** BEGIN **

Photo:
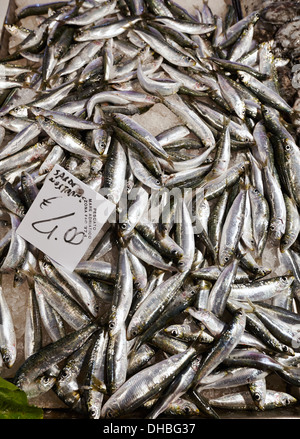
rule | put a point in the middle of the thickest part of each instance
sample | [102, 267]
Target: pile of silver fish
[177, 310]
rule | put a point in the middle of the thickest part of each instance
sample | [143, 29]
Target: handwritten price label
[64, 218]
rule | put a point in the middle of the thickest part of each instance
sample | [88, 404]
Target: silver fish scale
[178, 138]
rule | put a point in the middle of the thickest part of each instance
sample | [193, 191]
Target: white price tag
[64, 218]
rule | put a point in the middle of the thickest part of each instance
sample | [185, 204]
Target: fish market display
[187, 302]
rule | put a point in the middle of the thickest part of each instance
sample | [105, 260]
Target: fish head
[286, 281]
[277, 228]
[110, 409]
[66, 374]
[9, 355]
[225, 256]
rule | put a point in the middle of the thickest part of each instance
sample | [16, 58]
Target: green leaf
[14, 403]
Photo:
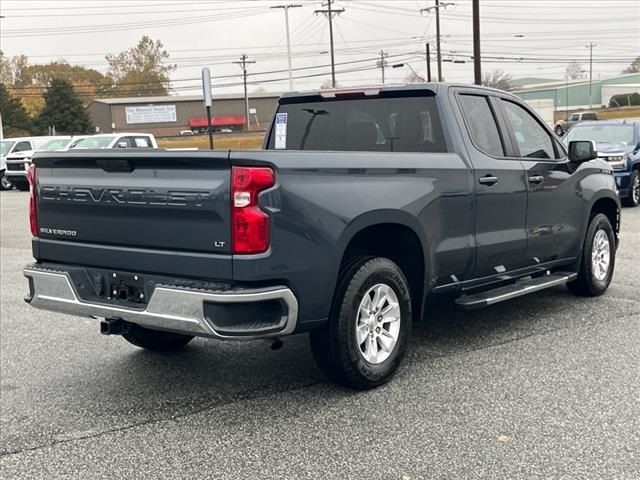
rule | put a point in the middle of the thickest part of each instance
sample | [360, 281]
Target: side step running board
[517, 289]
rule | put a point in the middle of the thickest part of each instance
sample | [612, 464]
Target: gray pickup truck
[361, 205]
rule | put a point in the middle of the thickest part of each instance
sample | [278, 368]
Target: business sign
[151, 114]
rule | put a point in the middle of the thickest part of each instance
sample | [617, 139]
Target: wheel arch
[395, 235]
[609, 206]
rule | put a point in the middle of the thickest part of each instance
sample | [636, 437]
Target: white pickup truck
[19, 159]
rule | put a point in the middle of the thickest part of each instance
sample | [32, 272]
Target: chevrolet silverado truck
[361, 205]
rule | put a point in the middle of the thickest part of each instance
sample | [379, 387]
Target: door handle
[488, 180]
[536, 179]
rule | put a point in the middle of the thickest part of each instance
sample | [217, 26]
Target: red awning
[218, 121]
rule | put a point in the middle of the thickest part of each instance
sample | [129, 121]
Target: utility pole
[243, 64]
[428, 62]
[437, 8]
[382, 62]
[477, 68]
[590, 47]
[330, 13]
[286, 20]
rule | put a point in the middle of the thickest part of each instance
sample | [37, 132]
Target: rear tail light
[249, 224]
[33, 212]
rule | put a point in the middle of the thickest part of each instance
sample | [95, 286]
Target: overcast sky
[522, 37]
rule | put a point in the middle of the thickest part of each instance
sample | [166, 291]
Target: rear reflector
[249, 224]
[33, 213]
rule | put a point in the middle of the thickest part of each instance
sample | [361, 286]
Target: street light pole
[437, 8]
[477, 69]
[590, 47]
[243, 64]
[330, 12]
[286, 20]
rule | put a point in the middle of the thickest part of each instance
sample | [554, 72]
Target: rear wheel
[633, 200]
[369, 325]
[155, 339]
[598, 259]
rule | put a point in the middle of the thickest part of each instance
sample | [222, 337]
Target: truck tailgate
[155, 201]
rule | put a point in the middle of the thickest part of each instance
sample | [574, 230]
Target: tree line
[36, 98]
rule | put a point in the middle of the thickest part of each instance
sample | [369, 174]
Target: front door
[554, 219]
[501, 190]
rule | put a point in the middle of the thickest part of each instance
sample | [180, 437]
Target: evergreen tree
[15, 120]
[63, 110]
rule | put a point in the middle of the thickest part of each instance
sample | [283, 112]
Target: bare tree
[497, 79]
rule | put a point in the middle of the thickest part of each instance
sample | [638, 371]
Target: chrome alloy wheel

** END **

Task to carry out: Pick out every line of the material above that contains the string "pole", and copy each one. Case counts.

Result of this task:
Target: utility pole
Target: street light pole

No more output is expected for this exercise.